▸ Instructions to follow
Reproduce the records below, starting at the line that has "Reviewer note: every instance of the horse head" and continuing through the end of the records, with every line kept, requests included. Shift each coordinate value in the answers by adding 4.
************
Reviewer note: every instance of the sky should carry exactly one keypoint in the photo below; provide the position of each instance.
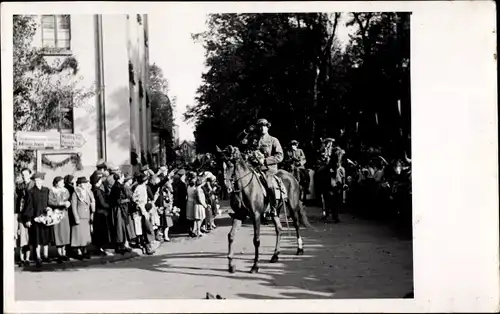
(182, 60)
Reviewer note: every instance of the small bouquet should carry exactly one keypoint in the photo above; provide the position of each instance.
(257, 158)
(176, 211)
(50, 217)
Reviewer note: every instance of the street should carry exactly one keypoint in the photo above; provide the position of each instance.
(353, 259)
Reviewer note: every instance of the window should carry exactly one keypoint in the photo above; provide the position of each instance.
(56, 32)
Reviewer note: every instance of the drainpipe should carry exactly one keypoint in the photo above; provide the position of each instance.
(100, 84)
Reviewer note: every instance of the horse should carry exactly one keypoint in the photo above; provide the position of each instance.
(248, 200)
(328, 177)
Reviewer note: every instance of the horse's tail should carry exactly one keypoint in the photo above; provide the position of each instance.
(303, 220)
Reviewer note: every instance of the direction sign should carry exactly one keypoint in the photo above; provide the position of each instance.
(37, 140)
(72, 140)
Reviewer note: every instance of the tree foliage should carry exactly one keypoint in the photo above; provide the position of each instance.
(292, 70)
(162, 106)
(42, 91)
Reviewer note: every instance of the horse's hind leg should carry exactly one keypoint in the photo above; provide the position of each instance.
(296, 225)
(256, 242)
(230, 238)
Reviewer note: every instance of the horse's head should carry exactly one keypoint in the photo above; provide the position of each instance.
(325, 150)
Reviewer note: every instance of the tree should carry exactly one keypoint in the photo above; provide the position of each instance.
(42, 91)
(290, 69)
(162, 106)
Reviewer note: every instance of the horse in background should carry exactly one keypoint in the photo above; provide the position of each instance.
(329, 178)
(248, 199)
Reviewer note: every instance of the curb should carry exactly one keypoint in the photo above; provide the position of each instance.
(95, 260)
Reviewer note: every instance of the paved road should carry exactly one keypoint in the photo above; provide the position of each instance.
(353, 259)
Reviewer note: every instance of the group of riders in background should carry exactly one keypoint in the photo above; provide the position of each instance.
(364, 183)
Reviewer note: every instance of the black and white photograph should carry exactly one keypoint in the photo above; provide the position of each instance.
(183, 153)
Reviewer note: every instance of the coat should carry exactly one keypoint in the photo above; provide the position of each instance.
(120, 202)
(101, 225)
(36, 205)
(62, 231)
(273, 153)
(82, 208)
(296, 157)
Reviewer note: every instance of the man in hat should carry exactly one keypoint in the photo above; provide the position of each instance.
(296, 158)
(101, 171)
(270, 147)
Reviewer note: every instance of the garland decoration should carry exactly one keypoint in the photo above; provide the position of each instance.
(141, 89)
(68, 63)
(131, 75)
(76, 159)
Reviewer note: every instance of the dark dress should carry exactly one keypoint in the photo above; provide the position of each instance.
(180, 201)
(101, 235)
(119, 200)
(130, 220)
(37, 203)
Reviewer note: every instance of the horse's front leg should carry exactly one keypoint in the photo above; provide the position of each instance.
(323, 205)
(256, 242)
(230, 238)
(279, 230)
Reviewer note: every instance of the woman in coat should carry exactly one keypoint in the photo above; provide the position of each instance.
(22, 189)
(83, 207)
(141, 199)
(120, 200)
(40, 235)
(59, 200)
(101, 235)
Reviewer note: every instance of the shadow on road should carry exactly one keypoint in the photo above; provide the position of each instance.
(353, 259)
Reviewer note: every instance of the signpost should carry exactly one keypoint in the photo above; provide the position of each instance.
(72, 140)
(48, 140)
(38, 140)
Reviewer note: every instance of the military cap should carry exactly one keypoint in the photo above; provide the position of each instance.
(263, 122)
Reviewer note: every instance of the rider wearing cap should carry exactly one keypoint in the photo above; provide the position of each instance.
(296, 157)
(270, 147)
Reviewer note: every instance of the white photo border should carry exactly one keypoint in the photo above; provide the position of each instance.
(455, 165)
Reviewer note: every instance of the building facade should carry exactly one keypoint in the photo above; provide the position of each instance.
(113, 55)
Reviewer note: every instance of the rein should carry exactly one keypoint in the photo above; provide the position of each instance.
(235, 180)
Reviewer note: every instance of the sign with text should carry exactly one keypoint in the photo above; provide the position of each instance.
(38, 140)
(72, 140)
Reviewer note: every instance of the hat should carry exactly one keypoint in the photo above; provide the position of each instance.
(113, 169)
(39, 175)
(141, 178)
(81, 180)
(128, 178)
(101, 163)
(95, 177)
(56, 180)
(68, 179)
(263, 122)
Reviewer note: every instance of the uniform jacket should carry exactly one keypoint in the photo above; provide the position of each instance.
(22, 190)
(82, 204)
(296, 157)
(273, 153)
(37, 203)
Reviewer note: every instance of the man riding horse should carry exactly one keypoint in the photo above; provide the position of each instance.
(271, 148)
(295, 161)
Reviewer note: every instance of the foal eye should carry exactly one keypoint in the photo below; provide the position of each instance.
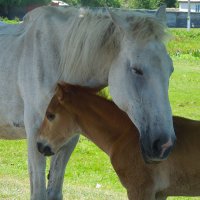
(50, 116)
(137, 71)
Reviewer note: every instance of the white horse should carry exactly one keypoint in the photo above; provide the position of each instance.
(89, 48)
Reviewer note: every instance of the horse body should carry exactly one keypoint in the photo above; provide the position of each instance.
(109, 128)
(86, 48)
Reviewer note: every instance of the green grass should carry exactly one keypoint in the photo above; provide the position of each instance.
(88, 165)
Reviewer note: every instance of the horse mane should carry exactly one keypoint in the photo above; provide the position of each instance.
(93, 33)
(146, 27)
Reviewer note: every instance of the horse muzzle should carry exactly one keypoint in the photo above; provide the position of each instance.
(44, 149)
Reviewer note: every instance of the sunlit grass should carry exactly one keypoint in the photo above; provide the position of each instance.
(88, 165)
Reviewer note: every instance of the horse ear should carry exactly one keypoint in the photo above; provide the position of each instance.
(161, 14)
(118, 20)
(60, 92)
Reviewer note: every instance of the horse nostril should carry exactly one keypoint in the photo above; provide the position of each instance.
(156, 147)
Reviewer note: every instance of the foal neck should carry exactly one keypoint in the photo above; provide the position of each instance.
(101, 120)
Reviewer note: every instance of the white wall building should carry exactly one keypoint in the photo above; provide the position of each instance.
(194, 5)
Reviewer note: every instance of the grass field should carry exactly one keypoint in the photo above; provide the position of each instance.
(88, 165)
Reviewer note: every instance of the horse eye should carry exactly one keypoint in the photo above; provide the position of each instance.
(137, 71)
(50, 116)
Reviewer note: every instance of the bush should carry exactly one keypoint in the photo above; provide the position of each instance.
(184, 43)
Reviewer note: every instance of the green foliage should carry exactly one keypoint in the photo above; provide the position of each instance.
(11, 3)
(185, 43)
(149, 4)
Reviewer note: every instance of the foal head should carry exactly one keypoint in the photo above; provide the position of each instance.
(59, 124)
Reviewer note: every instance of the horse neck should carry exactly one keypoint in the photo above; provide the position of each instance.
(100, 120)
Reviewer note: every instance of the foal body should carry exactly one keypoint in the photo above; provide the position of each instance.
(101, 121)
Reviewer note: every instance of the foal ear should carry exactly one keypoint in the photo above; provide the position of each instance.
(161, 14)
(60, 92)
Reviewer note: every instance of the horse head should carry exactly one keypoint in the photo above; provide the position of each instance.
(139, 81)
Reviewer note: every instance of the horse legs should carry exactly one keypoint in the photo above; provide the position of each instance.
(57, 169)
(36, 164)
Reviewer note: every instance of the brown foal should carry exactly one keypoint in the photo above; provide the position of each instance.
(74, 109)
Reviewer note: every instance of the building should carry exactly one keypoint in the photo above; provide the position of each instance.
************
▸ Correct result
Reviewer note: every instance of the horse head should carry exactly one keypoint in the photo above; provide the position of each instance.
(143, 85)
Reviewer note: every instance of the horse legs should carry exactly one keypoint in the photo above; provide the position of each instance.
(61, 173)
(40, 168)
Reviewer note: every instance of the brown foal should carry exactly one keypoint in the photo above; provide the position of each instance.
(78, 113)
Reviewer note: every instance of the building should carry exactly one keypoint in the photo above; provide the position of each instance.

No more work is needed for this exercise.